**DIRECTIVE**
In the article on premarital sex, what reason does Rob give for believing the Scriptures on sexual purity no longer apply?

**READING PASSAGE**
Tag: Love

Sex Doesn’t Produce Intimacy, Otherwise Prostitutes Would Be Out Of Business.

When Cindy met Rob, she knew that even though he attended church, he didn’t share her convictions about premarital sex. Rob thought it was OK—and even good for dating couples to engage in—and Cindy believed it was wrong from a Christian perspective.

As their friendship progressed, Cindy and Rob’s opposing viewpoints caused some hot debates. It also forced them both to take a second look at their convictions. As a result, Cindy developed a deeper understanding of truth, and Rob was forced to face the lies he’d always believed.

If you’re like Cindy or Rob, and you’ve taken a stand for (or against) premarital sex, but you’re not sure why, here are some things to consider.

Scripture is Outdated, Right?

Like many singles, Rob thinks the Scriptures on sexual purity are outdated and archaic. “Those parts of the Bible aren’t relevant to today,” he told Cindy. “After all, when the Scriptures were written, the people during that time got married when they were teens; so they didn’t have to struggle with sexual temptation like we do now.”

In response to Rob’s argument, Cindy found Scriptures about sexual purity and showed them to him. When Cindy read 1 Corinthians 6:9, 2 Corinthians 12:21, Galatians 5:19, Hebrews 13:4 and Deuteronomy 22:13-28, all which condemn sex before marriage, she asked Rob, “Are these Scriptures relevant to today?” “Nope,” Rob responded.

[A run of records]
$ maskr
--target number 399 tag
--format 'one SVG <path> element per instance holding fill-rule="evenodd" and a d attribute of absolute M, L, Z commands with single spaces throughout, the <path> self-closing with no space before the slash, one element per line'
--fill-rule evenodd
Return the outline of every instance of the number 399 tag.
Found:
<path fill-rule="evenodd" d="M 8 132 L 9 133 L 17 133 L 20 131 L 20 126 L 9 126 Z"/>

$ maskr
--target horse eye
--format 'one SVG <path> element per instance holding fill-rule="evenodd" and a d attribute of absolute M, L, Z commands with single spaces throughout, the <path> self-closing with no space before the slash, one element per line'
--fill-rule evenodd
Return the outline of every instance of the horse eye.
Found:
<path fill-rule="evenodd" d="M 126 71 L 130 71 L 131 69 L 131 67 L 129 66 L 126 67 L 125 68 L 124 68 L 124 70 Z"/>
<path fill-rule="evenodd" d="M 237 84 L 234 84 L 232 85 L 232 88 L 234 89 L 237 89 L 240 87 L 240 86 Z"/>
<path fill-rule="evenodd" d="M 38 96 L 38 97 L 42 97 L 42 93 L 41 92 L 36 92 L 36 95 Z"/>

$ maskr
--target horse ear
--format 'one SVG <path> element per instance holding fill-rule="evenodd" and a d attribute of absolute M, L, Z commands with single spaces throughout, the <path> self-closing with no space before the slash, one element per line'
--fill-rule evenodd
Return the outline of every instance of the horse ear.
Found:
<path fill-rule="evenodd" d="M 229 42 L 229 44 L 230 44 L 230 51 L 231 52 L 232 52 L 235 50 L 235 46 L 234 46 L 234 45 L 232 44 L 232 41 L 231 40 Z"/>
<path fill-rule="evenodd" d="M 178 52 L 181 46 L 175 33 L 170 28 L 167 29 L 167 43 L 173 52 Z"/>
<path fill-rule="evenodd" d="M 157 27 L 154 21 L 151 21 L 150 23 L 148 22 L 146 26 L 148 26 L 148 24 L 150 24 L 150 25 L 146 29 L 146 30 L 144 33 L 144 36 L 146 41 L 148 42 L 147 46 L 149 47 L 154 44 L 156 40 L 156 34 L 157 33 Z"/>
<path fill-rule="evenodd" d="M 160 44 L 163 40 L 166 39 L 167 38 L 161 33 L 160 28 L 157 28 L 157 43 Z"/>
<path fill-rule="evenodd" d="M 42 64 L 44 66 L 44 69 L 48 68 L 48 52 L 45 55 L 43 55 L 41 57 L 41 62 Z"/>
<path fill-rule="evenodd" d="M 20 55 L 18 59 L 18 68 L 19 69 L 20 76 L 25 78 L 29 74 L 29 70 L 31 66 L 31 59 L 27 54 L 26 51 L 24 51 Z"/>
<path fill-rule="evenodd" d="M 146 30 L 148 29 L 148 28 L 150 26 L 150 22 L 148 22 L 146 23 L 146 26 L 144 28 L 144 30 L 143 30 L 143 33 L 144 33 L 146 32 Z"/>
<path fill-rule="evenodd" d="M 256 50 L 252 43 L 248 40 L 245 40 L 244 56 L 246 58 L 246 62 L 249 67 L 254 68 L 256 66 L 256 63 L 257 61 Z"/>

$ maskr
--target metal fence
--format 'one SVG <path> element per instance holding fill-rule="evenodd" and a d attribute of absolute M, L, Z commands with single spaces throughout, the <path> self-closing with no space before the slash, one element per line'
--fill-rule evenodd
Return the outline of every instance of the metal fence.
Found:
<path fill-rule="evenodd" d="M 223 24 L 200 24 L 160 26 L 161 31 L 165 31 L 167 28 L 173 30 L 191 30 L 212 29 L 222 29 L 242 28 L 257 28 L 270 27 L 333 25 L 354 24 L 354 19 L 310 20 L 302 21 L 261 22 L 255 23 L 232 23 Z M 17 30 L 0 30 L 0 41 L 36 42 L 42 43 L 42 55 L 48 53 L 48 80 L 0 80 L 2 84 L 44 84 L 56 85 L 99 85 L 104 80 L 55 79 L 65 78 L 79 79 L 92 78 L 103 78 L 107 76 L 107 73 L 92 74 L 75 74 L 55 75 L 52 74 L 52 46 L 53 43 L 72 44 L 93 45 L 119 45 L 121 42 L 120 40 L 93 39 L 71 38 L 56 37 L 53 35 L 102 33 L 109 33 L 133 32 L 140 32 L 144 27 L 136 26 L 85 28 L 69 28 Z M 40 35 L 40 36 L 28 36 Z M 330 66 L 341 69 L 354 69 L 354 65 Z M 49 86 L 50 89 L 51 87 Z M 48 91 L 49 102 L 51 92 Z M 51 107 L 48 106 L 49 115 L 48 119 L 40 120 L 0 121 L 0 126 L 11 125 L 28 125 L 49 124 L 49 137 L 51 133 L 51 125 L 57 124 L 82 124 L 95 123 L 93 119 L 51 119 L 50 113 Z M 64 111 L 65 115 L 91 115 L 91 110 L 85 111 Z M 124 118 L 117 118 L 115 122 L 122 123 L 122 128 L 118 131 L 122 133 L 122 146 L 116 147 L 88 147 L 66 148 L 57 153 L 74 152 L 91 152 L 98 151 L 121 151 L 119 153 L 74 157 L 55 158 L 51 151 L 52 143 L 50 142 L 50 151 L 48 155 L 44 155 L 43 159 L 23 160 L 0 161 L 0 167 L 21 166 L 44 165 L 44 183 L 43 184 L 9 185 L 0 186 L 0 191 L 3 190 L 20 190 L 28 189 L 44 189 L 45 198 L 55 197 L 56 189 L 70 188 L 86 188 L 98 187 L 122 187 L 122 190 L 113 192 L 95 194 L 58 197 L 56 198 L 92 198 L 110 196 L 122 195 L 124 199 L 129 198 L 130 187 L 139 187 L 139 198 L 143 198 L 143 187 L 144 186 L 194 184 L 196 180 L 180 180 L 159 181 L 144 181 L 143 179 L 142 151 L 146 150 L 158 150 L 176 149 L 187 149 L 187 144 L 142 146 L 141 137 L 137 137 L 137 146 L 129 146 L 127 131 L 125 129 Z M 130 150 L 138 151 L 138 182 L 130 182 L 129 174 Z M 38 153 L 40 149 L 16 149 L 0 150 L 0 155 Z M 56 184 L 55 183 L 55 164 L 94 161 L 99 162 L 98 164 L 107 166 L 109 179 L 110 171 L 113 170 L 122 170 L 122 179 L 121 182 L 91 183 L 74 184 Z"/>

**WRITTEN ANSWER**
He says people then married as teens, so they didn't struggle with sexual temptation the way people do now.